- Exercise aim
Where a line of the material contains the string "dark", copy that line.
----------------
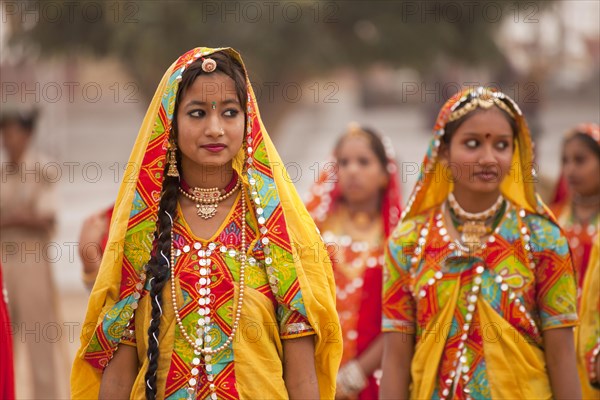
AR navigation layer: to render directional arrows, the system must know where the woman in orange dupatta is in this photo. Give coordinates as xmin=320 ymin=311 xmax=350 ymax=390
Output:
xmin=380 ymin=87 xmax=581 ymax=399
xmin=306 ymin=123 xmax=401 ymax=399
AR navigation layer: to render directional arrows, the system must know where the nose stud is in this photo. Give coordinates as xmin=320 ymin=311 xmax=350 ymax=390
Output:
xmin=219 ymin=128 xmax=225 ymax=137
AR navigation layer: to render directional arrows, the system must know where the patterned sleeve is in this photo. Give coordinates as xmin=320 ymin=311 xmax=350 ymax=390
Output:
xmin=253 ymin=231 xmax=315 ymax=340
xmin=382 ymin=218 xmax=422 ymax=334
xmin=248 ymin=211 xmax=315 ymax=340
xmin=278 ymin=305 xmax=315 ymax=339
xmin=119 ymin=316 xmax=137 ymax=347
xmin=528 ymin=215 xmax=578 ymax=330
xmin=82 ymin=229 xmax=150 ymax=369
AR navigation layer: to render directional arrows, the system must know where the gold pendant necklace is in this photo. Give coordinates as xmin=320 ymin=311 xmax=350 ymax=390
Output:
xmin=448 ymin=193 xmax=503 ymax=247
xmin=179 ymin=179 xmax=241 ymax=220
xmin=196 ymin=203 xmax=218 ymax=219
xmin=460 ymin=220 xmax=489 ymax=247
xmin=192 ymin=188 xmax=221 ymax=219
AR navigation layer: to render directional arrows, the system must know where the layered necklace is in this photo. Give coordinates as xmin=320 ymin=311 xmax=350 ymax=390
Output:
xmin=170 ymin=184 xmax=247 ymax=400
xmin=447 ymin=192 xmax=505 ymax=248
xmin=179 ymin=173 xmax=241 ymax=219
xmin=571 ymin=193 xmax=600 ymax=230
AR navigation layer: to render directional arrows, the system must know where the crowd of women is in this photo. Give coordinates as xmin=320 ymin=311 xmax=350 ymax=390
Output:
xmin=1 ymin=46 xmax=598 ymax=399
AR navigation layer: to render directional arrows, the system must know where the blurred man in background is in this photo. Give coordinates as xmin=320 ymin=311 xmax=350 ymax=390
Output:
xmin=0 ymin=105 xmax=62 ymax=398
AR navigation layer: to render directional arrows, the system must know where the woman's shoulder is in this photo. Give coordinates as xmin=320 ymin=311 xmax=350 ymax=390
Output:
xmin=389 ymin=210 xmax=433 ymax=244
xmin=520 ymin=208 xmax=561 ymax=232
xmin=519 ymin=208 xmax=569 ymax=253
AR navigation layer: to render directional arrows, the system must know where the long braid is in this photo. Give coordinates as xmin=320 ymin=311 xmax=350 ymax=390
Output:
xmin=144 ymin=164 xmax=179 ymax=400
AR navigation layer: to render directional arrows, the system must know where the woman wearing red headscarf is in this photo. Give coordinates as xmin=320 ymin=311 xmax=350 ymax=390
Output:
xmin=551 ymin=123 xmax=600 ymax=398
xmin=307 ymin=123 xmax=402 ymax=399
xmin=551 ymin=123 xmax=599 ymax=293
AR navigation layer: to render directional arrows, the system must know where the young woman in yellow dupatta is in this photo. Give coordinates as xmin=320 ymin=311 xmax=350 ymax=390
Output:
xmin=380 ymin=87 xmax=581 ymax=399
xmin=71 ymin=47 xmax=342 ymax=400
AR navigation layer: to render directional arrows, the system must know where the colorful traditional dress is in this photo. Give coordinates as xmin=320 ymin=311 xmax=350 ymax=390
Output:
xmin=306 ymin=135 xmax=401 ymax=399
xmin=382 ymin=87 xmax=579 ymax=399
xmin=552 ymin=139 xmax=599 ymax=292
xmin=553 ymin=202 xmax=599 ymax=290
xmin=71 ymin=47 xmax=342 ymax=399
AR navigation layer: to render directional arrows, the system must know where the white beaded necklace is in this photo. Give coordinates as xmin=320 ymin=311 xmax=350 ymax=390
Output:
xmin=169 ymin=190 xmax=246 ymax=355
xmin=448 ymin=192 xmax=504 ymax=221
xmin=168 ymin=189 xmax=247 ymax=400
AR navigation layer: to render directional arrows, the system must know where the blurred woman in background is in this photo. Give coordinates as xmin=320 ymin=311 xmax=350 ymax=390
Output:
xmin=307 ymin=123 xmax=401 ymax=399
xmin=551 ymin=123 xmax=600 ymax=398
xmin=551 ymin=123 xmax=599 ymax=294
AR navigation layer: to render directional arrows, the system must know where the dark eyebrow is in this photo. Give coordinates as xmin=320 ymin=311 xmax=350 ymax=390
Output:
xmin=184 ymin=98 xmax=240 ymax=108
xmin=462 ymin=132 xmax=512 ymax=139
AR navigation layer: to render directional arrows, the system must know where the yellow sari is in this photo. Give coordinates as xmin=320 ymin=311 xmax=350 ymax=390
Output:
xmin=577 ymin=241 xmax=600 ymax=399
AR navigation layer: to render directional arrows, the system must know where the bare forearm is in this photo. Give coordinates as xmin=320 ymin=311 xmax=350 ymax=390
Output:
xmin=356 ymin=334 xmax=384 ymax=376
xmin=380 ymin=332 xmax=413 ymax=400
xmin=544 ymin=328 xmax=582 ymax=399
xmin=3 ymin=214 xmax=54 ymax=233
xmin=99 ymin=345 xmax=138 ymax=399
xmin=283 ymin=335 xmax=320 ymax=399
xmin=80 ymin=248 xmax=102 ymax=274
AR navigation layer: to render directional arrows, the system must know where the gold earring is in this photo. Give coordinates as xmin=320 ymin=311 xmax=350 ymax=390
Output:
xmin=167 ymin=140 xmax=179 ymax=178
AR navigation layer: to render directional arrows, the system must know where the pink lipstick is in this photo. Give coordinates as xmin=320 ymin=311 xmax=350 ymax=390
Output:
xmin=201 ymin=143 xmax=226 ymax=153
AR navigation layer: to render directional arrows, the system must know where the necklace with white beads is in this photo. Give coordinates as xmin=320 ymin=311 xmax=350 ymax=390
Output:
xmin=170 ymin=189 xmax=247 ymax=400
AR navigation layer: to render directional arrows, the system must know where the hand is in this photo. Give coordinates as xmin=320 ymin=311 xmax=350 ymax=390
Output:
xmin=79 ymin=211 xmax=108 ymax=275
xmin=1 ymin=210 xmax=54 ymax=233
xmin=79 ymin=212 xmax=108 ymax=246
xmin=1 ymin=210 xmax=30 ymax=228
xmin=336 ymin=360 xmax=366 ymax=399
xmin=335 ymin=378 xmax=352 ymax=400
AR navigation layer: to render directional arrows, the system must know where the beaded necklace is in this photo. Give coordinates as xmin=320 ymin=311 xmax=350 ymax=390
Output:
xmin=169 ymin=189 xmax=247 ymax=400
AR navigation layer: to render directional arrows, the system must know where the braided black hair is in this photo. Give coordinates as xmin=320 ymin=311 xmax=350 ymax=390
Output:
xmin=143 ymin=50 xmax=247 ymax=399
xmin=143 ymin=166 xmax=178 ymax=400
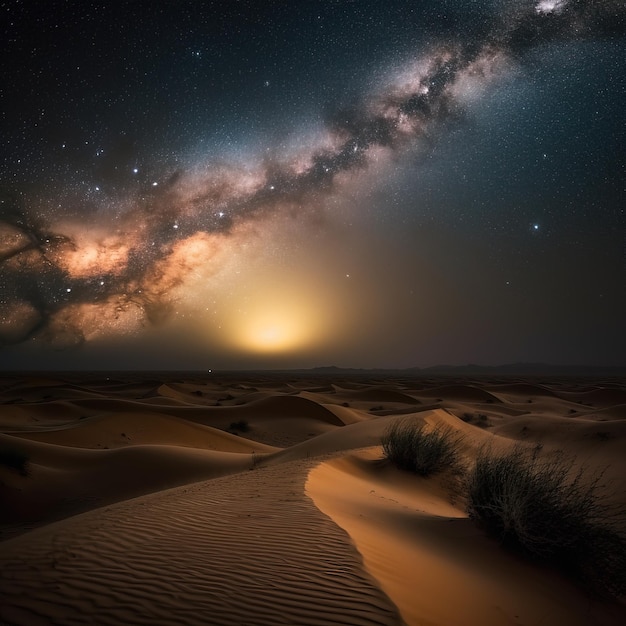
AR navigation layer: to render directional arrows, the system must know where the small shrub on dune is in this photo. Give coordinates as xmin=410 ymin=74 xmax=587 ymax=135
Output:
xmin=382 ymin=420 xmax=464 ymax=477
xmin=0 ymin=445 xmax=30 ymax=476
xmin=229 ymin=420 xmax=250 ymax=433
xmin=466 ymin=446 xmax=626 ymax=597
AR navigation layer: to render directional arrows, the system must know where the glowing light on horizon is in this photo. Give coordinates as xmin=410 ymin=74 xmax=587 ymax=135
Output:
xmin=236 ymin=304 xmax=316 ymax=354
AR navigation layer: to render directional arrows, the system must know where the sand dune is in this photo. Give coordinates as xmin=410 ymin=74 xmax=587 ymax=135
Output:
xmin=1 ymin=459 xmax=401 ymax=625
xmin=1 ymin=373 xmax=625 ymax=625
xmin=328 ymin=386 xmax=422 ymax=405
xmin=307 ymin=447 xmax=622 ymax=626
xmin=9 ymin=411 xmax=276 ymax=453
xmin=413 ymin=383 xmax=503 ymax=404
xmin=483 ymin=382 xmax=558 ymax=398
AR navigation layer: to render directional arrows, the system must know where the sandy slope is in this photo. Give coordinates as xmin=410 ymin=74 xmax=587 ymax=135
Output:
xmin=1 ymin=458 xmax=401 ymax=626
xmin=1 ymin=373 xmax=625 ymax=625
xmin=307 ymin=448 xmax=623 ymax=625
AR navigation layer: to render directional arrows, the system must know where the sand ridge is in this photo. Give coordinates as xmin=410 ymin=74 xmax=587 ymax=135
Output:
xmin=1 ymin=458 xmax=401 ymax=625
xmin=1 ymin=373 xmax=625 ymax=625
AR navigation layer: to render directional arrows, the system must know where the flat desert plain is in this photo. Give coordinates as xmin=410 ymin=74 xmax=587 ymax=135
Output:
xmin=1 ymin=372 xmax=625 ymax=625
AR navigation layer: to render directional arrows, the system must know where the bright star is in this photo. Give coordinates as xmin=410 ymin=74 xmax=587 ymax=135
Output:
xmin=535 ymin=0 xmax=567 ymax=15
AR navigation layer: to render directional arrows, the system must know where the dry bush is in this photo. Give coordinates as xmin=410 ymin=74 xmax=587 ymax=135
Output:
xmin=466 ymin=446 xmax=626 ymax=597
xmin=382 ymin=420 xmax=464 ymax=477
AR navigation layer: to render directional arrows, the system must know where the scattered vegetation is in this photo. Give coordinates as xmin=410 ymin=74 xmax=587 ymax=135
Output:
xmin=461 ymin=412 xmax=490 ymax=427
xmin=466 ymin=446 xmax=626 ymax=597
xmin=229 ymin=420 xmax=250 ymax=433
xmin=594 ymin=431 xmax=612 ymax=441
xmin=0 ymin=444 xmax=30 ymax=476
xmin=382 ymin=420 xmax=464 ymax=477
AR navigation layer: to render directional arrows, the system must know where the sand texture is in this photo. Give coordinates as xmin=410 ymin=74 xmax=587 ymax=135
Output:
xmin=1 ymin=372 xmax=625 ymax=625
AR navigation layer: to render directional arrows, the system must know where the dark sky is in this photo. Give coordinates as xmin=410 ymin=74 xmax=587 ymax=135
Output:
xmin=1 ymin=0 xmax=624 ymax=370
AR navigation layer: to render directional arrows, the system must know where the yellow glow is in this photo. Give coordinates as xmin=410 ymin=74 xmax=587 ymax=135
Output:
xmin=241 ymin=309 xmax=306 ymax=353
xmin=232 ymin=291 xmax=328 ymax=353
xmin=178 ymin=220 xmax=345 ymax=356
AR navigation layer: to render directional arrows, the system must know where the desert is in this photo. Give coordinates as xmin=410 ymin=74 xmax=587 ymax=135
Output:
xmin=1 ymin=371 xmax=625 ymax=625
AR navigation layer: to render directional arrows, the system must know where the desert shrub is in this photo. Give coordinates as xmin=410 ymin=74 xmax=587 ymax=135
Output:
xmin=0 ymin=444 xmax=29 ymax=476
xmin=229 ymin=420 xmax=250 ymax=432
xmin=460 ymin=413 xmax=490 ymax=428
xmin=382 ymin=420 xmax=464 ymax=477
xmin=466 ymin=446 xmax=626 ymax=597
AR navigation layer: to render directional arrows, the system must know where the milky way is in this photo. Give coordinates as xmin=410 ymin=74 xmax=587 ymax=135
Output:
xmin=1 ymin=0 xmax=624 ymax=368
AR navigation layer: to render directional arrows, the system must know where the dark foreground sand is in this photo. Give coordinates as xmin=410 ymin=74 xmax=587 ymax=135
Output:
xmin=1 ymin=372 xmax=625 ymax=625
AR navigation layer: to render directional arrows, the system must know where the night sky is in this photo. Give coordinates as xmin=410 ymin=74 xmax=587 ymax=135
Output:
xmin=1 ymin=0 xmax=624 ymax=370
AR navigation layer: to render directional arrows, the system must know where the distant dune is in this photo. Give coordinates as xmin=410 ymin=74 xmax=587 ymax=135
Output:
xmin=1 ymin=372 xmax=625 ymax=625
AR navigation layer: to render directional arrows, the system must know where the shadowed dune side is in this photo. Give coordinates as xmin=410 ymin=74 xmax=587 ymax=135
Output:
xmin=320 ymin=402 xmax=374 ymax=425
xmin=0 ymin=432 xmax=257 ymax=535
xmin=0 ymin=400 xmax=95 ymax=429
xmin=295 ymin=390 xmax=424 ymax=420
xmin=175 ymin=394 xmax=349 ymax=446
xmin=62 ymin=392 xmax=346 ymax=428
xmin=412 ymin=384 xmax=503 ymax=404
xmin=157 ymin=382 xmax=232 ymax=404
xmin=492 ymin=413 xmax=626 ymax=446
xmin=0 ymin=459 xmax=402 ymax=626
xmin=580 ymin=404 xmax=626 ymax=420
xmin=328 ymin=386 xmax=422 ymax=405
xmin=138 ymin=395 xmax=204 ymax=407
xmin=8 ymin=411 xmax=276 ymax=453
xmin=555 ymin=388 xmax=626 ymax=408
xmin=217 ymin=394 xmax=346 ymax=425
xmin=483 ymin=382 xmax=558 ymax=398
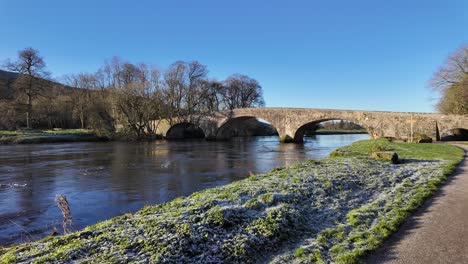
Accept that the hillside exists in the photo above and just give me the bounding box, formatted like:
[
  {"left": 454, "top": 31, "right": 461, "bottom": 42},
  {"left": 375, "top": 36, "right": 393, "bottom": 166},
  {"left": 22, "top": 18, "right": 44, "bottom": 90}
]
[
  {"left": 0, "top": 70, "right": 19, "bottom": 99},
  {"left": 0, "top": 69, "right": 75, "bottom": 99}
]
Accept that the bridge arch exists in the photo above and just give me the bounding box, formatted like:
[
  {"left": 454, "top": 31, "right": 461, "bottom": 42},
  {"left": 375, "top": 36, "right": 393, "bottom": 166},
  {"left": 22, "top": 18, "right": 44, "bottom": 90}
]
[
  {"left": 293, "top": 118, "right": 370, "bottom": 143},
  {"left": 216, "top": 116, "right": 279, "bottom": 141},
  {"left": 166, "top": 122, "right": 206, "bottom": 140},
  {"left": 441, "top": 127, "right": 468, "bottom": 141}
]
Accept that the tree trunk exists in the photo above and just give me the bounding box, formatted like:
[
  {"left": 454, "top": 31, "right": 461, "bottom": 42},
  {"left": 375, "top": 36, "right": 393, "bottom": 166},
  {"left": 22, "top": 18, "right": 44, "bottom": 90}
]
[
  {"left": 80, "top": 112, "right": 84, "bottom": 129},
  {"left": 26, "top": 93, "right": 32, "bottom": 129}
]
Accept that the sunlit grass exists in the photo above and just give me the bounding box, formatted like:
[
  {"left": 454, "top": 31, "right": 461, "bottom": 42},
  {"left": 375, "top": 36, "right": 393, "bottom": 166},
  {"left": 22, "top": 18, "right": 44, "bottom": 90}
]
[
  {"left": 0, "top": 129, "right": 98, "bottom": 144},
  {"left": 42, "top": 129, "right": 93, "bottom": 135},
  {"left": 330, "top": 138, "right": 463, "bottom": 162},
  {"left": 0, "top": 129, "right": 92, "bottom": 136}
]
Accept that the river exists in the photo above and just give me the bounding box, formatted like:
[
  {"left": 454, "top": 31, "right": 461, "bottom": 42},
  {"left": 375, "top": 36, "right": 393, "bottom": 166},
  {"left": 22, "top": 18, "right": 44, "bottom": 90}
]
[{"left": 0, "top": 134, "right": 369, "bottom": 245}]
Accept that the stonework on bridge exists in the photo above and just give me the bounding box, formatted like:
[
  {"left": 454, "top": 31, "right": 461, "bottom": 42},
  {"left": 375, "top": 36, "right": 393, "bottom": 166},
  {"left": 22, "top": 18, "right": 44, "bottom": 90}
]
[{"left": 157, "top": 107, "right": 468, "bottom": 143}]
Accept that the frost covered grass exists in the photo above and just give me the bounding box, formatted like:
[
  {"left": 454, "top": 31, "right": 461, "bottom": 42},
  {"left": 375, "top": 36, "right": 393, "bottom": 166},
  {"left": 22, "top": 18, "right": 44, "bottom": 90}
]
[{"left": 0, "top": 139, "right": 464, "bottom": 263}]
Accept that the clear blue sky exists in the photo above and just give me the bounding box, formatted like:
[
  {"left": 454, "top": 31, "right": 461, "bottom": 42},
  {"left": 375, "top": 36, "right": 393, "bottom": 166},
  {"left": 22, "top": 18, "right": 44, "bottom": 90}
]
[{"left": 1, "top": 0, "right": 467, "bottom": 112}]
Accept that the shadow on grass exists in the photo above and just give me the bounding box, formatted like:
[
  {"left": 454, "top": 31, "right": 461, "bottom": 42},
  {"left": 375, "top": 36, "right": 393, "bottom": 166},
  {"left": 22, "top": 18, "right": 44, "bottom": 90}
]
[{"left": 399, "top": 159, "right": 441, "bottom": 164}]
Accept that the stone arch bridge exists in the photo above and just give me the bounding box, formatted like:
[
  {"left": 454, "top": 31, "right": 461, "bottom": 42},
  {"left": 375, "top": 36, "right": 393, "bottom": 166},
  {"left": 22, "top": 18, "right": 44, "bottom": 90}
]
[{"left": 156, "top": 107, "right": 468, "bottom": 143}]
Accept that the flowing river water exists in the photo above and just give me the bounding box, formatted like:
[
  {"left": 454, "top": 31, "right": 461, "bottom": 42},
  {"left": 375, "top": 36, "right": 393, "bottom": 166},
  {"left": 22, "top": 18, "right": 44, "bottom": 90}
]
[{"left": 0, "top": 134, "right": 369, "bottom": 245}]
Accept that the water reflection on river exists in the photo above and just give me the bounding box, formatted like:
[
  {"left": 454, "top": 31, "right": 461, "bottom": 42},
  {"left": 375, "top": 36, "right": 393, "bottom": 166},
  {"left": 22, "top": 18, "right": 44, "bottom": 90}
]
[{"left": 0, "top": 134, "right": 369, "bottom": 245}]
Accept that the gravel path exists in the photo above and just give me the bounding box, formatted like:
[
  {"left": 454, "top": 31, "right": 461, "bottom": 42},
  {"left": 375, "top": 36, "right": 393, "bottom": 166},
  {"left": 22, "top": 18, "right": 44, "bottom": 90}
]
[{"left": 366, "top": 143, "right": 468, "bottom": 264}]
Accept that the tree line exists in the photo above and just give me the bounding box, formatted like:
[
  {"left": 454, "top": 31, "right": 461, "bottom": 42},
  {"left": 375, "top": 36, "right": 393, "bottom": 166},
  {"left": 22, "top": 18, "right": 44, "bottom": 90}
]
[{"left": 0, "top": 48, "right": 265, "bottom": 139}]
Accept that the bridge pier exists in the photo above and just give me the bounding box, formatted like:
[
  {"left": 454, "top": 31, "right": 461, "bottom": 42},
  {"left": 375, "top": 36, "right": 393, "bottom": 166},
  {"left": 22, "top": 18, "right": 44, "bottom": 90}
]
[
  {"left": 279, "top": 135, "right": 296, "bottom": 143},
  {"left": 275, "top": 124, "right": 301, "bottom": 143}
]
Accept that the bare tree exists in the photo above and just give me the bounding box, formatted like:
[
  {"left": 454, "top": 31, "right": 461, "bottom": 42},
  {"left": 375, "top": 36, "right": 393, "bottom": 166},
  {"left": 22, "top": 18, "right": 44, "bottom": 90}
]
[
  {"left": 114, "top": 62, "right": 163, "bottom": 139},
  {"left": 162, "top": 61, "right": 214, "bottom": 125},
  {"left": 436, "top": 76, "right": 468, "bottom": 115},
  {"left": 4, "top": 48, "right": 50, "bottom": 128},
  {"left": 1, "top": 51, "right": 266, "bottom": 136},
  {"left": 221, "top": 74, "right": 265, "bottom": 110},
  {"left": 431, "top": 45, "right": 468, "bottom": 91},
  {"left": 186, "top": 61, "right": 207, "bottom": 119},
  {"left": 163, "top": 61, "right": 187, "bottom": 122},
  {"left": 431, "top": 45, "right": 468, "bottom": 115},
  {"left": 199, "top": 80, "right": 224, "bottom": 112},
  {"left": 64, "top": 73, "right": 98, "bottom": 128}
]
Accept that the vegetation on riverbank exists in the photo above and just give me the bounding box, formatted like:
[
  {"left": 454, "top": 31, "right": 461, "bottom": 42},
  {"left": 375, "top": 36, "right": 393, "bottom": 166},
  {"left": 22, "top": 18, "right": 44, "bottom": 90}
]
[
  {"left": 0, "top": 139, "right": 464, "bottom": 263},
  {"left": 1, "top": 48, "right": 265, "bottom": 140},
  {"left": 304, "top": 120, "right": 367, "bottom": 136},
  {"left": 0, "top": 129, "right": 105, "bottom": 144}
]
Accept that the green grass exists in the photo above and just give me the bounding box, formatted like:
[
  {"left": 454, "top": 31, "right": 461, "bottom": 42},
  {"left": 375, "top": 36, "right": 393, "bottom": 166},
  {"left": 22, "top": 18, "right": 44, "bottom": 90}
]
----------------
- The completed task
AR navigation layer: to render directional arrows, the system must know where the dark eyebrow is in this photo. Give coordinates as xmin=320 ymin=311 xmax=350 ymax=390
AR navigation layer: to render directional arrows, the system must know where the dark sky is in this photo. Give coordinates as xmin=410 ymin=74 xmax=587 ymax=135
AR navigation layer: to render directional arrows, the system must know where the dark foreground sand is in this photo. Give coordinates as xmin=410 ymin=74 xmax=587 ymax=135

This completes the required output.